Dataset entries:
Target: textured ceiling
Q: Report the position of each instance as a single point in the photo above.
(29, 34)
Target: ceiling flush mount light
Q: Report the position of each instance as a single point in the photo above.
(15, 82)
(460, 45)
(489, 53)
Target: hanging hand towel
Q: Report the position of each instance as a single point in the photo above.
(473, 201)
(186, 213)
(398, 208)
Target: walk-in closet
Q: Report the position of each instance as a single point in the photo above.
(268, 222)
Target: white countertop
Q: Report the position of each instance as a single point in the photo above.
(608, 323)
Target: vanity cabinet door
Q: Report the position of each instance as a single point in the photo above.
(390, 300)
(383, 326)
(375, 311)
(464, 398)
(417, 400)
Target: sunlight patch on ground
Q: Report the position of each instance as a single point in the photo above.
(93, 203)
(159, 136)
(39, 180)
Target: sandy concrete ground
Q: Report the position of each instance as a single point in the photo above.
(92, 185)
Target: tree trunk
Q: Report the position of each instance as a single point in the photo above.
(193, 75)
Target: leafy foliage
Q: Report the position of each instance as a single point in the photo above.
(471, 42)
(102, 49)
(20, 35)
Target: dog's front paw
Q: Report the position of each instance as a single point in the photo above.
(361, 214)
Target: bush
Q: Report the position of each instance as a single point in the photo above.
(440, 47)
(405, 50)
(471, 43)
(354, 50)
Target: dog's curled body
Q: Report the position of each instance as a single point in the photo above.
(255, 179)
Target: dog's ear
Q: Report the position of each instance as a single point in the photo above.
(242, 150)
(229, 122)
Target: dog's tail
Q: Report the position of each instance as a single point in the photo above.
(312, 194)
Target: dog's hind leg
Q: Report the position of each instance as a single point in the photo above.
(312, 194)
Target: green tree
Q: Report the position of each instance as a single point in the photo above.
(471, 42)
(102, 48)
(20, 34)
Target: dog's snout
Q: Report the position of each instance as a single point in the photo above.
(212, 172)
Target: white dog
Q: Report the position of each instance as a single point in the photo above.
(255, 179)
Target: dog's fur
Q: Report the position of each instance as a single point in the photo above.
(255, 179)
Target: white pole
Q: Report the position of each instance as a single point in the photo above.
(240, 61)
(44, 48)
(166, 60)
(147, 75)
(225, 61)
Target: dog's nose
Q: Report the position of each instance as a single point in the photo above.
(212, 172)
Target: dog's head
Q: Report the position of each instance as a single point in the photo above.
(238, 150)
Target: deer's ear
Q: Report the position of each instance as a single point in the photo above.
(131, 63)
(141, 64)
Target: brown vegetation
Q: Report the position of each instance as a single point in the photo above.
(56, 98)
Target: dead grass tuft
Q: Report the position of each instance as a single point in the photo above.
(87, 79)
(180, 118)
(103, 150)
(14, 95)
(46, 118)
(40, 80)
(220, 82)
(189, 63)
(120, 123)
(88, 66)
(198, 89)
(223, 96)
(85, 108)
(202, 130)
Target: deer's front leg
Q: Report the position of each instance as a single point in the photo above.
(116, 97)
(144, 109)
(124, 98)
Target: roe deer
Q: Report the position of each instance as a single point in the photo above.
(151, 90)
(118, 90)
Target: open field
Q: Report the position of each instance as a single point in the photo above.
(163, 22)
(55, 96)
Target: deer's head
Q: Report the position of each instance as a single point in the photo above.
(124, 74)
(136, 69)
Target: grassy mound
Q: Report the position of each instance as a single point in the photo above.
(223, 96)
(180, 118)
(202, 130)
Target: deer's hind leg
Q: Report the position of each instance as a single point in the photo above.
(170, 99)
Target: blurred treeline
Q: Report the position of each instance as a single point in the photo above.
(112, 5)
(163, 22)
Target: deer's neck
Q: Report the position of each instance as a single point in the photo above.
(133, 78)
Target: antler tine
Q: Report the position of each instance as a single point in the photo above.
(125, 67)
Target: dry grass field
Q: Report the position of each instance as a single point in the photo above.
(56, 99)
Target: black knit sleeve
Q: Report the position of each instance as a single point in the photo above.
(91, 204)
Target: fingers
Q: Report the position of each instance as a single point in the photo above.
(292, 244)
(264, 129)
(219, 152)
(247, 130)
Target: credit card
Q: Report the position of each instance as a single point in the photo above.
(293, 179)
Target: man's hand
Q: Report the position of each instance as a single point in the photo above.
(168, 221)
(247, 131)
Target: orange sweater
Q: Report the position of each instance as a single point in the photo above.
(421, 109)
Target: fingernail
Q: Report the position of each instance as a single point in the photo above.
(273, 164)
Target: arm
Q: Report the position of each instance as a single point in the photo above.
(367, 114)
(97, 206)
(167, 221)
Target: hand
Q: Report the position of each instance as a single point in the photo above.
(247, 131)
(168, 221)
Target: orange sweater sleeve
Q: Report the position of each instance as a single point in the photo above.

Set exercise: Restate the whole listing exactly, leaving out nothing.

Correct response:
Target: textured ceiling
Q: Report the position of each instance as a single point in the photo above.
(29, 34)
Target: ceiling flush mount light
Q: Report the position of each instance as a single point in the photo above.
(15, 82)
(460, 45)
(489, 53)
Target: hanging hand towel
Q: Report the position of each instance as a single point in the photo above.
(473, 201)
(186, 213)
(398, 208)
Target: walk-in closet
Q: Report the position of each instance as a single point in the photo above.
(268, 222)
Target: white countertop
Q: Report the position of each instance as a single point in the photo above.
(608, 323)
Target: vanity cabinet door
Q: Report the position of each instance as a single point in the photo above.
(390, 300)
(383, 326)
(375, 311)
(464, 398)
(417, 400)
Target: sunlight patch on ground
Q: Report the position of each instance as a single point in the photo above.
(93, 203)
(159, 136)
(39, 180)
Target: sandy concrete ground
Q: Report the position of each instance as a single point in the photo above.
(92, 185)
Target: tree trunk
Q: Report the position of each instance as a single point in the photo above.
(193, 75)
Target: leafy foliage
Q: Report the position of each instance as a single point in the photo above.
(471, 42)
(102, 49)
(20, 35)
Target: dog's front paw
Q: Report the position of each instance as a single point in the photo above.
(361, 214)
Target: bush
Q: Report the position of each instance as a single point in the photo above.
(440, 47)
(405, 50)
(471, 43)
(354, 50)
Target: dog's curled body
Q: Report the position of each instance as a single point in the photo above.
(255, 179)
Target: dog's ear
Q: Report the position of each instance as a single point in the photo above.
(242, 150)
(229, 122)
Target: dog's tail
Q: Report the position of each instance as a single point in the photo above.
(312, 194)
Target: dog's hind leg
Q: Report the position of each instance as a single point in the photo above.
(312, 194)
Target: green tree
Q: Report the position of each instance as a single point in the photo above.
(471, 42)
(102, 48)
(20, 34)
Target: dog's snout
Q: Report the position of each instance as a single point in the photo above.
(212, 172)
Target: white dog
Q: Report the position of each instance as a single point in the photo above.
(255, 179)
Target: dog's fur
Q: Report the position of each instance as a single point in the photo above.
(255, 179)
Target: white pole
Q: Report the position of each instance as a single point in the photo above.
(240, 61)
(44, 48)
(166, 60)
(147, 75)
(225, 61)
Target: dog's nose
Q: Report the position of each instance as a single point in the photo above.
(212, 172)
Target: dog's head
Q: Report the position of each instance as a single point in the photo above.
(238, 150)
Target: deer's ear
Q: Report the position of each instance as a single point in the photo above.
(131, 63)
(141, 64)
Target: brown vegetation
Q: Report the position of each instance as a single point in the photo above.
(56, 98)
Target: dead grass tuft
Q: Report the position of each instance as a single point in the photo above.
(87, 79)
(180, 118)
(103, 150)
(14, 95)
(46, 118)
(40, 80)
(220, 82)
(189, 63)
(120, 123)
(88, 66)
(198, 89)
(223, 96)
(85, 108)
(202, 130)
Target: deer's front leg
Q: Report the position of each instance as a single point in the photo above.
(116, 97)
(144, 109)
(124, 98)
Target: roe deer
Q: Report the position of each instance as a single point in the photo above.
(151, 90)
(118, 90)
Target: open field
Q: Report the position of each instance as a single point in the photo above.
(163, 22)
(55, 96)
Target: deer's head
Q: Report the position of each instance as a single point in the photo above.
(124, 74)
(136, 69)
Target: grassy mound
Q: Report the position of each instance as a single point in the photo above.
(223, 96)
(180, 118)
(202, 130)
Target: deer's hind leg
Q: Report the position of each instance as a single point in the photo above.
(170, 99)
Target: blurred treeline
Q: Report the position of each instance as a single point in the photo above.
(112, 5)
(163, 22)
Target: deer's neck
Q: Report the position of each instance as a single point in the photo above.
(133, 78)
Target: antler tine
Q: Report the position of each instance as a single point in the photo above.
(125, 67)
Target: dry grass field
Q: Report the position of each instance as a single point in the photo above.
(56, 99)
Target: black knit sleeve
Q: Report the position of each instance as a single point in the photo above.
(91, 204)
Target: fingers
Q: Report the position of each instance as a single point in the photo above.
(292, 244)
(264, 129)
(219, 152)
(247, 130)
Target: credit card
Q: Report the position of each instance as a single point in the photo above.
(293, 179)
Target: man's hand
Q: Report the position of each instance as a single point in the photo above.
(168, 221)
(247, 131)
Target: orange sweater
Q: Report the position of each instance as a single point in the photo above.
(421, 109)
Target: fingernail
Q: Report the position of each instance as a single point in the photo above.
(273, 164)
Target: arm
Q: Report the position of each instance as a single point in the photo above.
(367, 114)
(97, 206)
(167, 221)
Target: hand
Q: Report the position of each instance as a single point in the photo above.
(247, 131)
(168, 221)
Target: orange sweater sleeve
Q: Report the position of each instance as a single point in the photo above.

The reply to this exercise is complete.